> PROBLEM SET:
1 – Output the morel-hunting thread from "## Judgesherpa (May" up to and including "I meant east.".
2 – In the morel-hunting thread, which county does swampcat say they live in?

> PASSAGE SHOWN:
##############################
Looking northward at a dead/dying Elm tree. No Morels yet, but this is what I've been hunting while I wait for 'em to pop


----------



## eadsiam (Mar 24, 2019)

I’m in NC and found my first few today


----------



## Jamesh (May 17, 2017)

eadsiam said:


> I’m in NC and found my first few today


Where are you at?


----------



## rick (Mar 16, 2014)

eadsiam said:


> I’m in NC and found my first few today


 Blacks, greys, yellows? And what part of the state?


----------



## Walkabout (Mar 11, 2018)

eadsiam said:


> I’m in NC and found my first few today


Don't just leave us hanging. Pictures, descriptions and general location would be appreciated I'm sure.


----------



## NCRealEstateGuy (Mar 20, 2018)

I suspect they will be up in a day or two since it is raining pretty good right now, and the temps have eased up a bit.


----------



## swampcat (Mar 23, 2018)

I live in Davidson county and going out this Friday 3-29. They should be up with this rain we had and temps should be just right, according to 10 day forecast. Old Spot I'm Coming!!!


----------



## Judgesherpa (May 3, 2017)

Hey all, I'm up here in Central NH. Still 2 feet of snow in the ground. Our window is middle May to June. LOL 
I'm driving to Florida 4/17-4/20 via I-81. Would love to hook up with a local and forage just a few to bring to my family in Fl. Probably the only person you might even consider as a tagalong seeing my home is over a dozen hours away. I'll bring some dried black trumpet mushrooms and a pint of our Maple Syrup as a gesture of appreciation. Thanks


----------



## baby_barefoot (Mar 20, 2018)

Oi vey, I meant east.


----------



## HawkeyeMerkels (May 5, 2018)

macmacjoe said:


> Boy o boy my shroom walking stick sure is gettin restless !


Yes MacMacJoe!! I can relate. Mine is anxious as I am! G'Luck this season, Pick loads of em, & HappyHunting!


----------



## macmacjoe (Apr 7, 2018)

finding the spots this year !!! been pickin ,mostly around tulip trees up at 2500-3000 ft at Harmon Den mmmmmmmmmmmmm they sure tasted great!!!!


----------
##############################
> Bounding box annotation entries:
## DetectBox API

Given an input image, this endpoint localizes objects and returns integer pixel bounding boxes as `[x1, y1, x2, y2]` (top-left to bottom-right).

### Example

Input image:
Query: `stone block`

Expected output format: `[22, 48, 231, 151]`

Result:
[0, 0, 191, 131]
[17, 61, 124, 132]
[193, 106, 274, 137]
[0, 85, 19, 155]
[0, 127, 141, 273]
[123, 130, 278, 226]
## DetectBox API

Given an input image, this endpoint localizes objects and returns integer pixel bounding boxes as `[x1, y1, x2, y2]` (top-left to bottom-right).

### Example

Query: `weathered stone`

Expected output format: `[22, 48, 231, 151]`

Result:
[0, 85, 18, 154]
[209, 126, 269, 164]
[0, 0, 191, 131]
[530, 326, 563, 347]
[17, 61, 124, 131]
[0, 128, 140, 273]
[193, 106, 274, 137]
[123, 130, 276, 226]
##############################
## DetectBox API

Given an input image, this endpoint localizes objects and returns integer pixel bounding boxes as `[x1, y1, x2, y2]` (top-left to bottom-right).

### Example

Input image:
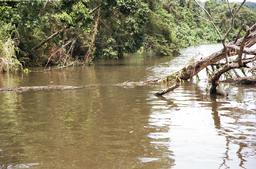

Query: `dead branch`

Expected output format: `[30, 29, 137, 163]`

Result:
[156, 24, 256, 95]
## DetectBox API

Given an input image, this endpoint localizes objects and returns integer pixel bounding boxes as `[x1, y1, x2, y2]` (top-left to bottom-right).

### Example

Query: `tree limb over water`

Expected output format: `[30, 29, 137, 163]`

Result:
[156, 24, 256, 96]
##############################
> TASK ANSWERS:
1 –
## Judgesherpa (May 3, 2017)

Hey all, I'm up here in Central NH. Still 2 feet of snow in the ground. Our window is middle May to June. LOL 
I'm driving to Florida 4/17-4/20 via I-81. Would love to hook up with a local and forage just a few to bring to my family in Fl. Probably the only person you might even consider as a tagalong seeing my home is over a dozen hours away. I'll bring some dried black trumpet mushrooms and a pint of our Maple Syrup as a gesture of appreciation. Thanks


----------



## baby_barefoot (Mar 20, 2018)

Oi vey, I meant east.

2 – Davidson County